▶ Directive
Reproduce word for word the stretch from "A closer review" through "counsel acted deficiently." in the court opinion excerpt on ineffective assistance of counsel below.

▶ Document section

In Missouri v. Frye, 132 S. Ct. 1399 (2012), and Lafler v. Cooper, 132 S. Ct. 1376 (2012), the Supreme Court held that the Sixth Amendment right to effective assistance of counsel extends to plea negotiations. Frye, 132 S. Ct. at 1404-08; Lafler, 132 S. Ct. at 1384. Thus, criminal defendants are "entitled to the effective assistance of competent counsel" during plea negotiations. Lafler, 132 S. Ct. at 1384 (internal quotation marks omitted). The Supreme Court also considered how to apply the prejudice prong of the ineffective-assistance-of-counsel test set forth in Strickland and concluded that, in order to show prejudice, a defendant must demonstrate a reasonable probability that: (1) he would have accepted a plea offer but for counsel's ineffective assistance; (2) the plea would have been entered without the prosecution canceling it or the trial court refusing to accept it; and (3) the plea would have resulted in a lesser charge or a lower sentence. Frye, 132 S. Ct. at 1409; Lafler, 132 S. Ct. at 1384-85.

A closer review of Davis' allegations reveal no mention that the Government actually made a plea offer. In fact, he states that his counsel told him that he (Davis) "would receive no more than seven years, if he testified against his brother." See Doc. No. 12 at 9. However, Davis never alleges that the Government actually made any kind of plea offer whatsoever or that the Government would have been willing to accept any type of plea offer. Moreover, he offers no explanation as to why he failed to raise the matter with the Court prior to trial. Davis' conclusory and unsupported averments are insufficient to show that counsel acted deficiently.

Further, even if Davis received deficient counsel, he has not established prejudice. Specifically, he has not demonstrated that there was a reasonable probability that any plea offer "would have been presented to the court (i.e., that the defendant would have accepted the plea and the prosecution would not have withdrawn it in light of intervening circumstances), that the Court would have accepted its terms, and that the conviction or sentence, or both, under the offer's terms would have been less severe than under the judgment and sentence that in fact were imposed." Lafler, 132 S. Ct. at 1385. As a result, ground four is denied.

E. Grounds Five, Six, and Seven

Davis states that counsel was ineffective by stipulating to the fact that the Marathon Gas Station, the Subway Restaurant, and the Community Educators Credit Union affected interstate commerce (ground five) and by stipulating to the fact that the Community Educators Credit Union was a federally insured credit union. See Doc. No. 13 at 14. In ground seven, Davis provides further argument in support of his assertion that counsel was ineffective with regard to the matters raised in grounds five and six. According to Davis, he would not have "knowingly or voluntarily . . . stipulated to the elements of a crime . . . ." See Doc. No. 12 at 13.

▶ Dataset extract
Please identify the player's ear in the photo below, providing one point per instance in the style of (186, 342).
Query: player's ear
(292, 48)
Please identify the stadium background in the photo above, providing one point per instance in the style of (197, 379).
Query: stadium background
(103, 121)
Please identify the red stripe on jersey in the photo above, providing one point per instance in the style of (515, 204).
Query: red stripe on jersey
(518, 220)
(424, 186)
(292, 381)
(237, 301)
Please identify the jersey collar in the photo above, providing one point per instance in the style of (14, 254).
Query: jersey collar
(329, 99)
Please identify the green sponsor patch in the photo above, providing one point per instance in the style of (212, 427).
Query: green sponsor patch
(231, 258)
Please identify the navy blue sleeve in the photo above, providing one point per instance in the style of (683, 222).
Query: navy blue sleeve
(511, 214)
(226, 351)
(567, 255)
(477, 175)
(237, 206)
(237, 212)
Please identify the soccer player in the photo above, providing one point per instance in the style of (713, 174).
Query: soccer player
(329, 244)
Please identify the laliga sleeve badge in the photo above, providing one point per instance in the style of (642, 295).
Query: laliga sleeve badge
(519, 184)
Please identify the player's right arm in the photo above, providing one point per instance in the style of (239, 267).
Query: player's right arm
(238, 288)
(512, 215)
---
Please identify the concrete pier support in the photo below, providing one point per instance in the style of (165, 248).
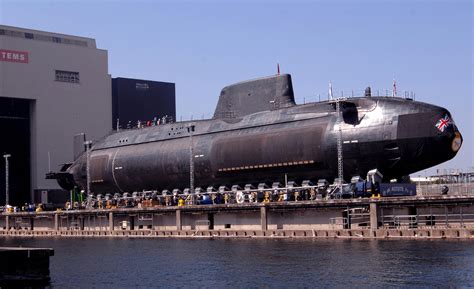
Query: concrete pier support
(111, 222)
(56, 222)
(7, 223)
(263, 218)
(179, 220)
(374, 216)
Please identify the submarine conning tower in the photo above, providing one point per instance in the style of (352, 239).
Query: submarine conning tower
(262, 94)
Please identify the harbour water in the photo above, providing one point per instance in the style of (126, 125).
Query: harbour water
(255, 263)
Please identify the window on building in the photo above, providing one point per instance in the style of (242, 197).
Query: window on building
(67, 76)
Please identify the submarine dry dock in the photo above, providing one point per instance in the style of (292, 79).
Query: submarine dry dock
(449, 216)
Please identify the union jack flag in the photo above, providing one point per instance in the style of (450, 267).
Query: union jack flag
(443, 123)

▶ Final result
A closer review of Davis' allegations reveal no mention that the Government actually made a plea offer. In fact, he states that his counsel told him that he (Davis) "would receive no more than seven years, if he testified against his brother." See Doc. No. 12 at 9. However, Davis never alleges that the Government actually made any kind of plea offer whatsoever or that the Government would have been willing to accept any type of plea offer. Moreover, he offers no explanation as to why he failed to raise the matter with the Court prior to trial. Davis' conclusory and unsupported averments are insufficient to show that counsel acted deficiently.